Under the big top, Winchester sends school warrant to ballot with minor tweaks

Apr. 11—WINCHESTER — Roughly 100 voters gathered under a large tent in the Winchester School parking lot Saturday for the district's annual deliberative session, and at times the meeting matched the energy and enthusiasm of a circus performance.

Resounding applause broke out, for instance, when residents sent the district's $12.4 million budget proposal to the May ballot with no changes. The article passed by voice vote, with only a smattering of nays.

The proposed budget restores most of the nearly $1.6 million that voters trimmed from the budget at last year's deliberative session, and subsequently passed at the polls that March. This prompted major cuts, including transportation for students to and from Keene High School, all athletic programs and 23 staff positions.

But, school board Chairwoman Lindseigh Picard said Saturday, this year's budget proposal restores athletics and high school transportation, along with eight jobs. That includes bringing back three of the nine teaching positions that were cut last year, four of the nine paraprofessional jobs, and one custodial job out of the 1 1/2 previously eliminated positions.

"So, we just wanted the public to be aware that the two committees worked very hard to come to a middle agreement on some of the most important things that had been reduced from our budget last year," Picard said, adding that both the school board and budget committee unanimously recommended the budget proposal.

· · ·

• WORK ORDER A
Reproduce the passage of the Winchester school budget article from "But, school board" up to and including "previously eliminated positions." verbatim.
• WORK ORDER B
Extend the article on the Winchester deliberative session, beginning immediately after its final sentence.

• DATA TO EXAMINE
· · ·

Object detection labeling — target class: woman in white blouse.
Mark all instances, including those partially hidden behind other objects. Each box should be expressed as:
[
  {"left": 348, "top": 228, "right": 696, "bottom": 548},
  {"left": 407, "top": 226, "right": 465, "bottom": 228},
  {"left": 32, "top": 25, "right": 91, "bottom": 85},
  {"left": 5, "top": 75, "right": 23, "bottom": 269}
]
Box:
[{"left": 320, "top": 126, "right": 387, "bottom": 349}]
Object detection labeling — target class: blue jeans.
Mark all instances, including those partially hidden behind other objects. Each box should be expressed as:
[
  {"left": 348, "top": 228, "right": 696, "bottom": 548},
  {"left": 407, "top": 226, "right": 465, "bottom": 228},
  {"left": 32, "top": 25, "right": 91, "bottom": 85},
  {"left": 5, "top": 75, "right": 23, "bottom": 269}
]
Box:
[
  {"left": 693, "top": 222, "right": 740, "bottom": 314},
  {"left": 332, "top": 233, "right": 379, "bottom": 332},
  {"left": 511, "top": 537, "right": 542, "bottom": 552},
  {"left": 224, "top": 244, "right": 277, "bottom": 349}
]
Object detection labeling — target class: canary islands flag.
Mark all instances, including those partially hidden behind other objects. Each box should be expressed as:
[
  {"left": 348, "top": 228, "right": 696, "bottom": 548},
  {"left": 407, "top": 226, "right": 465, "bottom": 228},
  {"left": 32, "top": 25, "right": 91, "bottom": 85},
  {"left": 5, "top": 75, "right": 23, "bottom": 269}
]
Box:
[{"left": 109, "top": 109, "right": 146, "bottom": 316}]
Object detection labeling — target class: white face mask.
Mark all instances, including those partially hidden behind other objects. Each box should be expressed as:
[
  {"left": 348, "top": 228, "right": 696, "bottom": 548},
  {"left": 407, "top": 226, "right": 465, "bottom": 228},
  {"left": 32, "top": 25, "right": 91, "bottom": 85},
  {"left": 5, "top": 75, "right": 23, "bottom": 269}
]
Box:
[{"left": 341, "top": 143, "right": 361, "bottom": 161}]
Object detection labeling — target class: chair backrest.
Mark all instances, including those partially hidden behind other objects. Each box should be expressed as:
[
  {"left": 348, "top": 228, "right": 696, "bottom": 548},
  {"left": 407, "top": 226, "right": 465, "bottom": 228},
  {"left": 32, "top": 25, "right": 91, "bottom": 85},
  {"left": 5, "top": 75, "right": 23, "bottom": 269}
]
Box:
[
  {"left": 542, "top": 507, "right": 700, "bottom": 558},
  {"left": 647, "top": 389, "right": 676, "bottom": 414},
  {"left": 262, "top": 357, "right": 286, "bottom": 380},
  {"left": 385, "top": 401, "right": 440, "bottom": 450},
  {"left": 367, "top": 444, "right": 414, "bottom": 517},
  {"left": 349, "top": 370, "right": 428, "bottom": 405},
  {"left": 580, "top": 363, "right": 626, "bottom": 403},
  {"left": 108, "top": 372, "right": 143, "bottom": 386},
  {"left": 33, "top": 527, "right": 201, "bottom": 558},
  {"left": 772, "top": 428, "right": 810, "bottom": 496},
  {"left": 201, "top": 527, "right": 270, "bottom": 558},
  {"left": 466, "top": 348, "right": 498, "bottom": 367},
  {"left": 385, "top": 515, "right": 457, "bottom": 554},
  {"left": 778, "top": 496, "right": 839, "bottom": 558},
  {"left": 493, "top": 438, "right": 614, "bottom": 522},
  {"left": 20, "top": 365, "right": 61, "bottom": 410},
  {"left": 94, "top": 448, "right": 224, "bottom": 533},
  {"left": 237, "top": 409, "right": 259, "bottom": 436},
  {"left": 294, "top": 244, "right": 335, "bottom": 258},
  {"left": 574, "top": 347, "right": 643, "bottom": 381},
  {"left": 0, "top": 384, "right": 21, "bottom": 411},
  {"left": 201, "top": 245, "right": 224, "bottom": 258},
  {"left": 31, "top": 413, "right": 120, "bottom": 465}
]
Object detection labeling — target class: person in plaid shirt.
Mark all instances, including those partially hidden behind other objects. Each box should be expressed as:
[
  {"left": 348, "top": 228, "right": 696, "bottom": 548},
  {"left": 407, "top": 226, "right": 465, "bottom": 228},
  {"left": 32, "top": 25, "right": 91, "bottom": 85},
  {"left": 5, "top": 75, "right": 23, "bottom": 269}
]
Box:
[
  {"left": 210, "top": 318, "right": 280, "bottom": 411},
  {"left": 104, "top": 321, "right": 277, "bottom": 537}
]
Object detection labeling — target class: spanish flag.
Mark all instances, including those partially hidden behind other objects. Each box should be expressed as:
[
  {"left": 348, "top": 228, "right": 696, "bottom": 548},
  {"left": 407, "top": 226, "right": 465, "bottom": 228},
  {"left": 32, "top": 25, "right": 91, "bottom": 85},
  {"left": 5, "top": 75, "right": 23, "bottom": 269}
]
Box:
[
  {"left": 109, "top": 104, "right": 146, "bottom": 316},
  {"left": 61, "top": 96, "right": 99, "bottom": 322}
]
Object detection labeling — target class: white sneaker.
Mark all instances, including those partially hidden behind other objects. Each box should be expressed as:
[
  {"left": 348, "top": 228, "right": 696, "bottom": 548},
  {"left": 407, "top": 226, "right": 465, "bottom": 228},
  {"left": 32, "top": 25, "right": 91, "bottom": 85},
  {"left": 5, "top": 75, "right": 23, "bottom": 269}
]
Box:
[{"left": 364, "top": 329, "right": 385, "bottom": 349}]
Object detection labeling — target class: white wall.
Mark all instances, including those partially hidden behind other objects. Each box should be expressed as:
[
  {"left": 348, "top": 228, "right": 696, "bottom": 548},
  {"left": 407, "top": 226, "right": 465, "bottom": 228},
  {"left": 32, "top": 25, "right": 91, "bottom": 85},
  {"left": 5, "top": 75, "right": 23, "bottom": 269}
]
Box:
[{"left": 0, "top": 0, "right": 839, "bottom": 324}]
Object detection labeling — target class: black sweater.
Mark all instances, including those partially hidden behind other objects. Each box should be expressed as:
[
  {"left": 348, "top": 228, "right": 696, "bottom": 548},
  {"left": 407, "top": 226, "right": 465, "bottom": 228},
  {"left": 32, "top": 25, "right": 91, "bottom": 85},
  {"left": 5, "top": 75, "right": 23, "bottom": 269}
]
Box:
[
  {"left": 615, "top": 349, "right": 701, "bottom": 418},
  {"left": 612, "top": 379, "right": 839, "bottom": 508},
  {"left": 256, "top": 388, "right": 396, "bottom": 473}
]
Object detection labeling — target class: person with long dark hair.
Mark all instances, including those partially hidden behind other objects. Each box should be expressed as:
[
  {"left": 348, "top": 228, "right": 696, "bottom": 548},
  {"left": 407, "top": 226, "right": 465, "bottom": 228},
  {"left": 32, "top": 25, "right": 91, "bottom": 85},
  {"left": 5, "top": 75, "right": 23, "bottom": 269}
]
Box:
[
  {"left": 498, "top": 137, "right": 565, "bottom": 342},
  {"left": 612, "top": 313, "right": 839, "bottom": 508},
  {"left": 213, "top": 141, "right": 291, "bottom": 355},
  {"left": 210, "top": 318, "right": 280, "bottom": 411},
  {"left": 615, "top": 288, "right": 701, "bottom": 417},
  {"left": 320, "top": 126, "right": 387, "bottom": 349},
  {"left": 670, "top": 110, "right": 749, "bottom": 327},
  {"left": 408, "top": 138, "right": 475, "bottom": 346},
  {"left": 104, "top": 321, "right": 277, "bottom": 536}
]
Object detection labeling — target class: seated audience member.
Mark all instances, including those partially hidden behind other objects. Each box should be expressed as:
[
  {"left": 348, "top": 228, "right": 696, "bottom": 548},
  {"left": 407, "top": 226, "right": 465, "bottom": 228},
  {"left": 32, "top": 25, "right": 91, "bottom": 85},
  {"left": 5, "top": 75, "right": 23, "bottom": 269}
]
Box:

· · ·

• TASK ANSWER A
But, school board Chairwoman Lindseigh Picard said Saturday, this year's budget proposal restores athletics and high school transportation, along with eight jobs. That includes bringing back three of the nine teaching positions that were cut last year, four of the nine paraprofessional jobs, and one custodial job out of the 1 1/2 previously eliminated positions.

• TASK ANSWER B
Voters will get the final say on the budget, and the rest of the warrant, at the polls on May 11, when voting will take place at Winchester School from 8 a.m. to 7 p.m. If voters reject the budget proposal, a default budget of $11,610,865 will take effect.

Aside from the budget proposal, voters on Saturday sent the rest of the warrant to the ballot with only minor typographical changes during the roughly hour-long meeting, which was postponed from January due to the COVID-19 pandemic. The article that generated the most discussion involves a request to raise $400,000 to help eliminate a $745,402 deficit, which the district confirmed last fall.

The deficit developed over the past eight years because the district did not conduct annual financial audits between 2012 and 2016, Picard said. In response to a question from town resident Jim Wallace, Picard noted that this occurred before any sitting school board members or district administrators were in their current roles.

Picard added that the deficit is not the result of the district over-spending its budget. Rather, she said, the lack of audits caused the district to overestimate the amount of money it had not spent in the budget at the end of those years, and return more than it should have to residents in the form of reduced tax rates the following years.

Wallace criticized the district's prior lack of audits, and the impact the deficit has on taxpayers now.

"The problem is the RSA [section requiring school districts to conduct audits] wasn't followed. No audit was done, and now as a result we're behind [nearly] $750,000 over the course of a number of years," he said. "... It's pretty disheartening as a taxpayer."

In addition to the $400,000 warrant article, the district plans to use $125,000 from the district's Special Education Expendable Trust Fund to help pay down the deficit, after the school board voted in January to transfer that money from the trust fund. District officials anticipate being able to make up the remaining $220,402 using excess funds at the end of next fiscal year.

If voters do not approve the $400,000 warrant article, the district will not be able to use any end-of-year surpluses to lower the tax rate until the deficit is eliminated, Picard has said.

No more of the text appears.